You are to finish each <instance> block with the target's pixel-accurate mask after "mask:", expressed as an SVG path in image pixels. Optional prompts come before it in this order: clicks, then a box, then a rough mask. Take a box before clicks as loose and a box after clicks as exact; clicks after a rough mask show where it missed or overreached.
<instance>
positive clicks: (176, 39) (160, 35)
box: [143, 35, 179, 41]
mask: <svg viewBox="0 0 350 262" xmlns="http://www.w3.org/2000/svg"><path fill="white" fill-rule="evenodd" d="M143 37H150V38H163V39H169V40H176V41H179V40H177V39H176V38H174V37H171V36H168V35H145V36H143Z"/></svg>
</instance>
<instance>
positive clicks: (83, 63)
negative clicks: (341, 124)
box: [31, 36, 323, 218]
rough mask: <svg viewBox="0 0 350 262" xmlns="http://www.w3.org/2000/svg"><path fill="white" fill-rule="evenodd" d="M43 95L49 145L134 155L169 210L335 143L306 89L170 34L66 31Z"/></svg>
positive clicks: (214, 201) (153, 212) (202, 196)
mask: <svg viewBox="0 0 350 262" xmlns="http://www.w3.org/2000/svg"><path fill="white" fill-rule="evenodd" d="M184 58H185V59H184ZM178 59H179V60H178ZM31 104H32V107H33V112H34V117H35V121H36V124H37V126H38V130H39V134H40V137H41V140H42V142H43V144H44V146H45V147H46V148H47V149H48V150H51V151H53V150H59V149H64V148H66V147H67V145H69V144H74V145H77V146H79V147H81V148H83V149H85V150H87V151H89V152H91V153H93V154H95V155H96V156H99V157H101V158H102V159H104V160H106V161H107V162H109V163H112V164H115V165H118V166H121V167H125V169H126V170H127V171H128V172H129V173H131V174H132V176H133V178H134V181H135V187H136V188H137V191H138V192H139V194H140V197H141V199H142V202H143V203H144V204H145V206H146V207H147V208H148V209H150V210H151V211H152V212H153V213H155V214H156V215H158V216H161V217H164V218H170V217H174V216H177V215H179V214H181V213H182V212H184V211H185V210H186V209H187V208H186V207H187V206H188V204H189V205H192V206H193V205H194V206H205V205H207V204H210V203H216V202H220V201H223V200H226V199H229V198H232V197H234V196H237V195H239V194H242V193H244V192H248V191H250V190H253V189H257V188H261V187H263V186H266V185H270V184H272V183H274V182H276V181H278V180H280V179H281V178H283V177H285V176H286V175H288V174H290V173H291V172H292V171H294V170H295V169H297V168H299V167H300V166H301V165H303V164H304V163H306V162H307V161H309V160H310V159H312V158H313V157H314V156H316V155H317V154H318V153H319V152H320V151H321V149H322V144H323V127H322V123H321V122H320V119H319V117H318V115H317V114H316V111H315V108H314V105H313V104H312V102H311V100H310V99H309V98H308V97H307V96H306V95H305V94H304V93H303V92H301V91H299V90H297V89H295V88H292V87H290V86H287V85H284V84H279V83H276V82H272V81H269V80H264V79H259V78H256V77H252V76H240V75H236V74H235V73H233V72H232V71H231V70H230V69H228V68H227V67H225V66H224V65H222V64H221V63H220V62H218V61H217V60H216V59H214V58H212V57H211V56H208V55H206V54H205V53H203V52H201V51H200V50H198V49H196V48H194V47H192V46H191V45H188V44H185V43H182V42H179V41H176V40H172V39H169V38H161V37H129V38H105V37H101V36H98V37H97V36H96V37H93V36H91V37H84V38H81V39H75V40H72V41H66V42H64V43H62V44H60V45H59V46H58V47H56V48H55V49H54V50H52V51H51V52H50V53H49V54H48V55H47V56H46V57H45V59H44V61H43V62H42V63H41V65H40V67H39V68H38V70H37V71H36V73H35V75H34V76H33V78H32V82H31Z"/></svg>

□ □ □

## [What to work on]
Copy all the rows above again, replacing every "rough mask" with "coarse mask" and leaving everything else unchanged.

## [Answer section]
You are to finish each <instance> block with the target's pixel-accurate mask after "mask:", expressed as an SVG path in image pixels. Optional prompts come before it in this order: clicks, then a box, then a coarse mask. Take a box before clicks as loose and a box after clicks as exact; clicks after a coarse mask show where it missed or overreached.
<instance>
positive clicks: (176, 39) (160, 35)
box: [143, 35, 179, 41]
mask: <svg viewBox="0 0 350 262" xmlns="http://www.w3.org/2000/svg"><path fill="white" fill-rule="evenodd" d="M143 37H150V38H163V39H169V40H176V41H179V40H177V39H176V38H174V37H171V36H168V35H145V36H143Z"/></svg>
</instance>
<instance>
positive clicks: (83, 63)
negative clicks: (341, 124)
box: [31, 36, 323, 218]
coarse mask: <svg viewBox="0 0 350 262" xmlns="http://www.w3.org/2000/svg"><path fill="white" fill-rule="evenodd" d="M43 95L49 145L134 155L169 210L335 143L306 89L170 34L66 31Z"/></svg>
positive clicks: (214, 201) (153, 212) (202, 196)
mask: <svg viewBox="0 0 350 262" xmlns="http://www.w3.org/2000/svg"><path fill="white" fill-rule="evenodd" d="M184 58H185V59H184ZM178 59H179V60H178ZM31 104H32V107H33V112H34V117H35V121H36V124H37V126H38V130H39V134H40V137H41V140H42V142H43V144H44V146H45V147H46V148H47V149H48V150H51V151H53V150H59V149H64V148H66V147H67V145H69V144H74V145H77V146H79V147H81V148H83V149H85V150H87V151H89V152H91V153H93V154H95V155H96V156H99V157H101V158H102V159H104V160H106V161H107V162H109V163H112V164H115V165H118V166H121V167H125V169H126V170H127V171H128V172H129V173H131V174H132V176H133V178H134V181H135V187H136V188H137V191H138V192H139V194H140V197H141V199H142V202H143V203H144V204H145V206H146V207H147V208H148V209H150V210H151V211H152V212H153V213H155V214H156V215H158V216H161V217H164V218H170V217H174V216H177V215H179V214H181V213H182V212H184V211H185V210H186V209H187V208H186V207H187V206H188V204H189V205H192V206H193V205H194V206H205V205H207V204H210V203H216V202H220V201H223V200H226V199H229V198H232V197H234V196H237V195H239V194H242V193H244V192H248V191H250V190H253V189H257V188H261V187H263V186H266V185H270V184H272V183H274V182H276V181H278V180H280V179H281V178H283V177H285V176H286V175H288V174H290V173H291V172H292V171H294V170H295V169H297V168H299V167H300V166H301V165H303V164H304V163H306V162H307V161H309V160H310V159H312V158H313V157H314V156H316V155H317V154H318V153H319V152H320V151H321V149H322V144H323V127H322V123H321V122H320V119H319V117H318V115H317V114H316V111H315V108H314V105H313V104H312V102H311V100H310V99H309V98H308V97H307V96H306V95H305V94H304V93H303V92H301V91H299V90H297V89H295V88H292V87H290V86H287V85H284V84H279V83H276V82H272V81H269V80H264V79H259V78H256V77H252V76H240V75H236V74H235V73H233V72H232V71H231V70H230V69H228V68H227V67H225V66H224V65H222V64H221V63H220V62H218V61H217V60H216V59H214V58H212V57H211V56H208V55H206V54H205V53H203V52H201V51H200V50H198V49H196V48H194V47H192V46H191V45H188V44H185V43H182V42H179V41H176V40H172V39H169V38H161V37H129V38H105V37H101V36H98V37H97V36H96V37H93V36H91V37H84V38H81V39H75V40H72V41H66V42H64V43H62V44H60V45H59V46H58V47H56V48H55V49H54V50H52V51H51V52H50V53H49V54H48V55H47V56H46V57H45V59H44V61H43V62H42V63H41V65H40V67H39V68H38V70H37V71H36V73H35V75H34V76H33V78H32V82H31Z"/></svg>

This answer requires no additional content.